▶ [Verilen Görev A]
Halifeliğin kaldırılmasını anlatan metinde "Son olarak Osmanlı" sözcüklerinden "siyasî bir devrimdir." sözcüklerine kadar olan kısmı, bu sözcükler de dahil olmak üzere, hiçbir değişiklik yapmadan yeniden yazın.
▶ [Verilen Görev B]
Halifeliğin kaldırılmasını anlatan metne göre halifelik hangi olayla birlikte Osmanlı Devleti'ne geçmişti?

▶ [Belge Bölümü]

※

Halifeliğin Kaldırılması (3 Mart 1924)

Son olarak Osmanlı Hanedanı elinde bulunan halifelik sıfatının, Türkiye Cumhuriyeti tarafından kaldırılması olayıdır. Devletin laikleştirilmesi yolunda yapılmış siyasî bir devrimdir.


Tarihçesi
Halife sözcüğü Arapça kökenli olup Muhammed'in dünya işlerine vekaletini anlatır. Hilafet (veya Halifelik), İslami siyasî ve hukukî yönetim makamına ve yönetime verilen isimdir. 16. yüzyılın başında Yavuz Sultan Selim'in Memluk Devleti'ne son vermesiyle birlikte halifelik Osmanlı Devleti'ne taşınmıştı.

Asıl nedenleri
Halifeliğin birleştirici bir fonksiyonu olması gerekirken bu durum tarihte pratik olarak başarılmamıştır. Çoğu zaman birkaç yerde birden fazla hilafet görülmüştü. Örneğin, Osmanlı'nın hilafetini bazı devletler tanımamış kendi halifeliklerini ilan etmişlerdir.

※

▶ [Ham Veri]
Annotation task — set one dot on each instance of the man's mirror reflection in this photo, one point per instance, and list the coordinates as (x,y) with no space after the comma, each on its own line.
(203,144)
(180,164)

※

▶ [Tam Yanıt A]
Son olarak Osmanlı Hanedanı elinde bulunan halifelik sıfatının, Türkiye Cumhuriyeti tarafından kaldırılması olayıdır. Devletin laikleştirilmesi yolunda yapılmış siyasî bir devrimdir.

▶ [Tam Yanıt B]
16. yüzyılın başında Yavuz Sultan Selim'in Memluk Devleti'ne son vermesiyle.